TASK TO CARRY OUT
Reproduce without changes the lines of the records below, starting with the line that contains "Mark the painted ceiling" and continuing through the line that contains "pixel 510 64", with both of those lines included. Leave the pictures out of your copy.

Records from a pointing dataset
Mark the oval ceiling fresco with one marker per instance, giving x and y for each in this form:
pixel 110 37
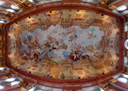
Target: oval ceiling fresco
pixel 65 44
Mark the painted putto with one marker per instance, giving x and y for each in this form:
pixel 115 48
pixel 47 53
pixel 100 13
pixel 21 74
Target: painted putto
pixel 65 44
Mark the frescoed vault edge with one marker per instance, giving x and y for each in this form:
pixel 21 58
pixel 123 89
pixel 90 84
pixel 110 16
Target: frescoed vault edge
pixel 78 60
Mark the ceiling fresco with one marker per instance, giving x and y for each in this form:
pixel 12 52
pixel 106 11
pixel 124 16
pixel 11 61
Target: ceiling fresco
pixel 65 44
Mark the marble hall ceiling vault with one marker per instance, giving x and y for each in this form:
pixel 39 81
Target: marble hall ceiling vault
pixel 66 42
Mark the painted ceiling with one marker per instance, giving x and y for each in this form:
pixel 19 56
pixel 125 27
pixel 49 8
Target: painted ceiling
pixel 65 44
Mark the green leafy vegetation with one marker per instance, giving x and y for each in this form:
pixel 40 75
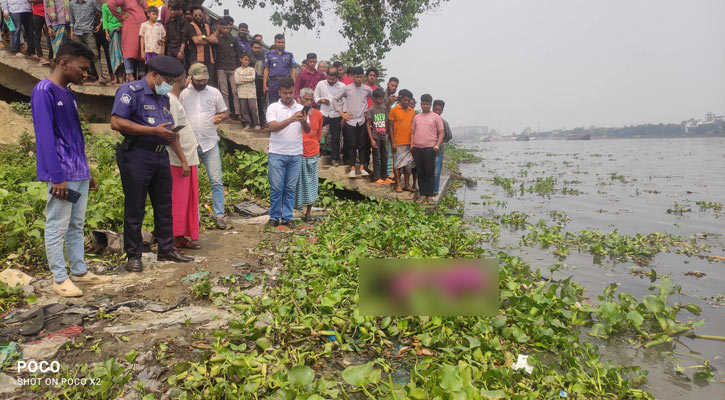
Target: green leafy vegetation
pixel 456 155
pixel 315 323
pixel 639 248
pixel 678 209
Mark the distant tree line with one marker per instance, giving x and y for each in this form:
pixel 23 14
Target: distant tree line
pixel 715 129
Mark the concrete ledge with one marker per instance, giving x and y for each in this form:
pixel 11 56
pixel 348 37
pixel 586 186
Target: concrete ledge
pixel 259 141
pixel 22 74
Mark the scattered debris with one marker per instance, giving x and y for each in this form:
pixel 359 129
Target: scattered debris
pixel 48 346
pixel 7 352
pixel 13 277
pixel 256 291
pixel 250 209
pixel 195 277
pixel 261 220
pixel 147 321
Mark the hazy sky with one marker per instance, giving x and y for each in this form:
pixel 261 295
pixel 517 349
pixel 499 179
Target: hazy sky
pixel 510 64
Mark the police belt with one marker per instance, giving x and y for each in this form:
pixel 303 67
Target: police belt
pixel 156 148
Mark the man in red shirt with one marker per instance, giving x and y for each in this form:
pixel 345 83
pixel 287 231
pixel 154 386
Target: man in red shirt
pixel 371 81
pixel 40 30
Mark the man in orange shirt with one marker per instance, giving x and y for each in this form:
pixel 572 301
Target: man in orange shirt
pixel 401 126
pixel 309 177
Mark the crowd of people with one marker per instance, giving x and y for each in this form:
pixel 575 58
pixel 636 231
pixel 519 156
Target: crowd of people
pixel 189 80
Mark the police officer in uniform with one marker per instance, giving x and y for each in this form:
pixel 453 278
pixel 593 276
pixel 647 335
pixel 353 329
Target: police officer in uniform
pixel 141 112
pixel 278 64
==
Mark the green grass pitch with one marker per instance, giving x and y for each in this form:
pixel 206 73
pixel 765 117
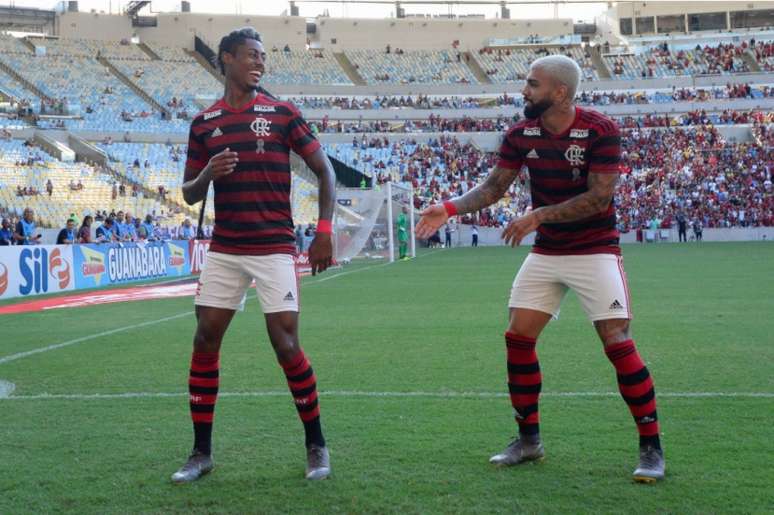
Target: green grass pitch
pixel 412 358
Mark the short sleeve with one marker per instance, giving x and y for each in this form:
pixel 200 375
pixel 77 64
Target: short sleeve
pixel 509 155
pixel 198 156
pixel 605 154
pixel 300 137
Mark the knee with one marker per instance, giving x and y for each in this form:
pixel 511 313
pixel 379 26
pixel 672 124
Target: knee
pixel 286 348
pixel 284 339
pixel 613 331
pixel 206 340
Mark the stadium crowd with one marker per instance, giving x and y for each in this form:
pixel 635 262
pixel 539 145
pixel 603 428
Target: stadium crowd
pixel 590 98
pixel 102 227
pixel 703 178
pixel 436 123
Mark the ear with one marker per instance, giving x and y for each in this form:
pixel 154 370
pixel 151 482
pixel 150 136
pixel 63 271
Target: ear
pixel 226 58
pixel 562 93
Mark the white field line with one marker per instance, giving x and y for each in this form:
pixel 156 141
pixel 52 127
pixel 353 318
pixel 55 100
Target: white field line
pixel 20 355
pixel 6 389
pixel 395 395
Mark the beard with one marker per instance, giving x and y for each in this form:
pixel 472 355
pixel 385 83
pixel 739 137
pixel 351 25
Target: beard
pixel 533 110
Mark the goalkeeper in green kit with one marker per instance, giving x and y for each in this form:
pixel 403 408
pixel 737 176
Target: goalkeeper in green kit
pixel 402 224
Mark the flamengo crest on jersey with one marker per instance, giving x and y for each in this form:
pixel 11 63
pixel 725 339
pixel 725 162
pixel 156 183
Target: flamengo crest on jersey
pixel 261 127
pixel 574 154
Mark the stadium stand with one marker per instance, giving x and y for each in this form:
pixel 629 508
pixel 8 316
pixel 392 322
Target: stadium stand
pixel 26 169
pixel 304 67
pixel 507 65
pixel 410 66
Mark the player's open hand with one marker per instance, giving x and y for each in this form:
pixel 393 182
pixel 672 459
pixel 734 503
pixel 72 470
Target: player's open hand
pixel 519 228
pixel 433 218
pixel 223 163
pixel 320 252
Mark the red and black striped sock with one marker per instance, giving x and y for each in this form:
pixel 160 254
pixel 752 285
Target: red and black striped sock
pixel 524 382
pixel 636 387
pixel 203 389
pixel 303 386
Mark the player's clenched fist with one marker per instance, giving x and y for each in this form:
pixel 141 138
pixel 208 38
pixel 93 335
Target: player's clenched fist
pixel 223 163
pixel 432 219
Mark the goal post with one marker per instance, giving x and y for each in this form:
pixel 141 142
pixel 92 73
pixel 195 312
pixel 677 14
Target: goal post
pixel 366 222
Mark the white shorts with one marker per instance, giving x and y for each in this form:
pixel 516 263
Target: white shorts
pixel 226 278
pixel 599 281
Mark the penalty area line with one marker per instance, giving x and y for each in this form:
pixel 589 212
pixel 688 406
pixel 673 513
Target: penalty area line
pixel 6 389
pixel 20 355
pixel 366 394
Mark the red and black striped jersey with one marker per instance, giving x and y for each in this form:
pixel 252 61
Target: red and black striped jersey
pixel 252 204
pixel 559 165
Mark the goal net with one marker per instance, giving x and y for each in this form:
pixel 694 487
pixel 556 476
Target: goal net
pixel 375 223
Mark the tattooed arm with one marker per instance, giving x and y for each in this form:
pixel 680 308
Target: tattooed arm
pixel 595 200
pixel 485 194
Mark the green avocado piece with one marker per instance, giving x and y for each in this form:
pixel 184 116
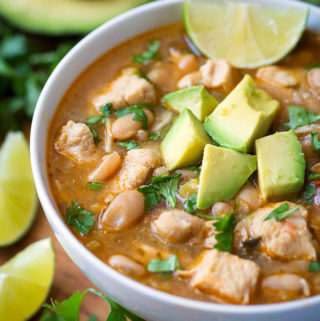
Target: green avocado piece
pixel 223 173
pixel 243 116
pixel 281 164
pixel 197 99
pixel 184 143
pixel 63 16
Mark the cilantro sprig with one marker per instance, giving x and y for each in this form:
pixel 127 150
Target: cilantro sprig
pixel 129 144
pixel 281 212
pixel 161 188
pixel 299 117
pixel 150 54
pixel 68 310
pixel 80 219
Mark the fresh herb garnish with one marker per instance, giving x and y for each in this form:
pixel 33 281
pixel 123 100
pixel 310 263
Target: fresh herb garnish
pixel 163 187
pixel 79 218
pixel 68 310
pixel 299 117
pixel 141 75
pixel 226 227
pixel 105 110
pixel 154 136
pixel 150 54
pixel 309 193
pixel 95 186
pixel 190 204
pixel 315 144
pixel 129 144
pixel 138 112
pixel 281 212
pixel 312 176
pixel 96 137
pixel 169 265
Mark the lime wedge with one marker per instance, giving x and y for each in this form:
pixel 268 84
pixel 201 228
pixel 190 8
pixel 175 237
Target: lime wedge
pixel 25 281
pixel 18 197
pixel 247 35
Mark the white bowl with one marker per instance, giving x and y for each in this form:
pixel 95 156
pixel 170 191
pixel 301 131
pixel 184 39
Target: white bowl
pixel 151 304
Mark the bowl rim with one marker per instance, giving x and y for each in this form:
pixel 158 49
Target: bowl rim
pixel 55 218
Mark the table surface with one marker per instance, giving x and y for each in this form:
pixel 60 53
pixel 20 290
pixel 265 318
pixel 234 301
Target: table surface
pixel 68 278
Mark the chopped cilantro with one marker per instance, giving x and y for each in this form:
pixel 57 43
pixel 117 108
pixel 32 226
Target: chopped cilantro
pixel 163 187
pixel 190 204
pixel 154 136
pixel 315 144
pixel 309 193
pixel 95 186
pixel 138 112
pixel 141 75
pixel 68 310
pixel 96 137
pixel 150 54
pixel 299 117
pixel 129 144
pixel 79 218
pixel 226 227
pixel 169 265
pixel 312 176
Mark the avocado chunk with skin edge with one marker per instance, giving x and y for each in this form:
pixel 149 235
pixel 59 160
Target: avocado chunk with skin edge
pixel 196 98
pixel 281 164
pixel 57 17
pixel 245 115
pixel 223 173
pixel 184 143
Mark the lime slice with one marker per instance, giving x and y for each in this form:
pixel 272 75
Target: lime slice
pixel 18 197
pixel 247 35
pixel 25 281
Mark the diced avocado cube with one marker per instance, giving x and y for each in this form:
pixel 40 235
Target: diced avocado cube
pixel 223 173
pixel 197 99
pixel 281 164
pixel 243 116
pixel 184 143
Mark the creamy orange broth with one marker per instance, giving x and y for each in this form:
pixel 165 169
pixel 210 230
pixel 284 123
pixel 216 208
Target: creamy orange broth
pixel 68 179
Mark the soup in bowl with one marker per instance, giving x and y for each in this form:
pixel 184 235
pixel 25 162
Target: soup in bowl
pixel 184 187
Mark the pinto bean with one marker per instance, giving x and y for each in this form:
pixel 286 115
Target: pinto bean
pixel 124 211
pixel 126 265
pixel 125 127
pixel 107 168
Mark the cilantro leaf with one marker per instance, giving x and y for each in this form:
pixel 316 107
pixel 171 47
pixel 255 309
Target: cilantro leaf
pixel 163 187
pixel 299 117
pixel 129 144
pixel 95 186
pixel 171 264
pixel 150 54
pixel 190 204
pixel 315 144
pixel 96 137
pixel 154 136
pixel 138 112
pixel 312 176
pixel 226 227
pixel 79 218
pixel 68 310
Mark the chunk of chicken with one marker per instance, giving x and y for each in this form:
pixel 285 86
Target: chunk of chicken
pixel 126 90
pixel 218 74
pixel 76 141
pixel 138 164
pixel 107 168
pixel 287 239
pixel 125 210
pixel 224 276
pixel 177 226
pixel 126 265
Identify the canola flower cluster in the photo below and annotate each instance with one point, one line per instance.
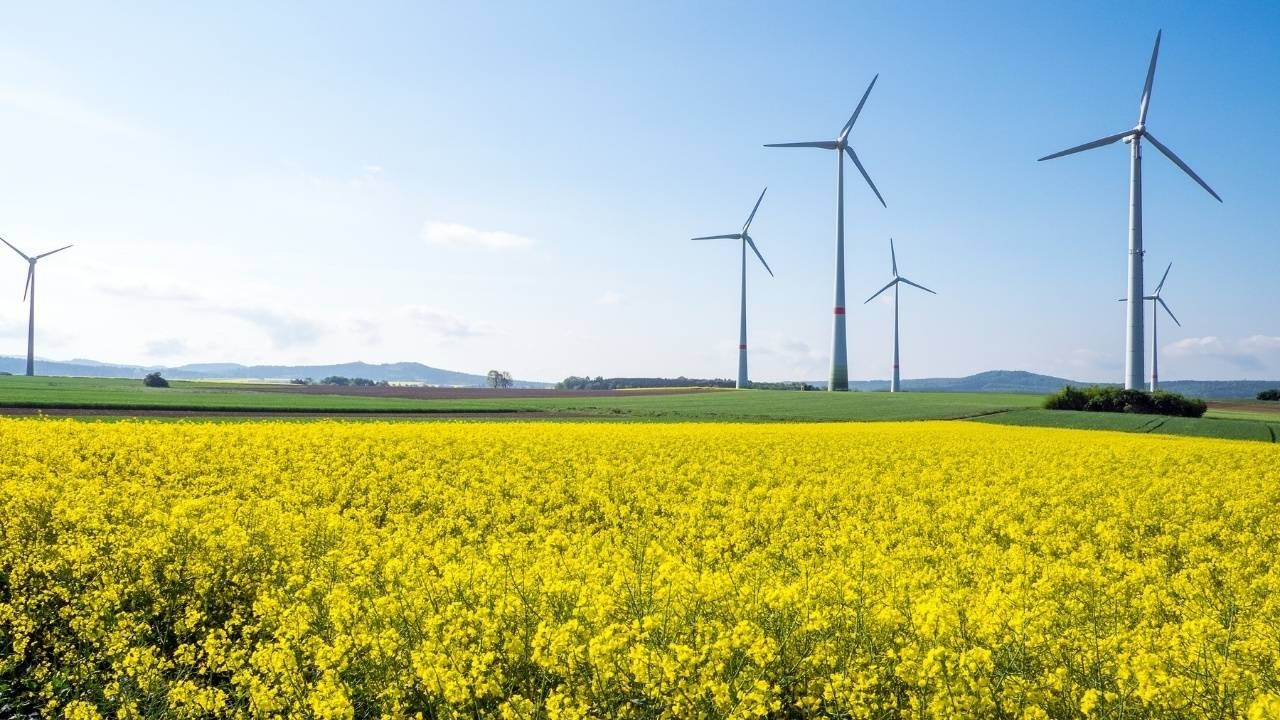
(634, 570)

REPLY TO THE TASK
Mark the painted ceiling with one marker per instance, giving x and y for each in this form:
pixel 19 56
pixel 125 27
pixel 49 8
Target: painted ceiling
pixel 65 44
Mark the green leafy vegetation with one marker per instance, giving x and y for each in this form:
pixel 40 75
Target: green leafy vegetation
pixel 456 155
pixel 315 323
pixel 639 248
pixel 678 209
Mark the distant tree line with one marker per instance, giving x and y for each in this form:
pixel 23 14
Target: distant tree line
pixel 715 129
Mark the concrete ledge with one marker per instance, giving x and y for each in this form:
pixel 11 56
pixel 348 37
pixel 586 186
Target: concrete ledge
pixel 259 141
pixel 22 74
Mark the scattered debris with one marker per instance, giving x and y for each in this form:
pixel 359 129
Target: scattered debris
pixel 48 346
pixel 7 352
pixel 13 277
pixel 256 291
pixel 250 209
pixel 195 277
pixel 261 220
pixel 147 321
Mark the hazy sky with one marker per instance, giving x and y for each in this form:
pixel 261 295
pixel 517 349
pixel 499 179
Target: hazy sky
pixel 510 64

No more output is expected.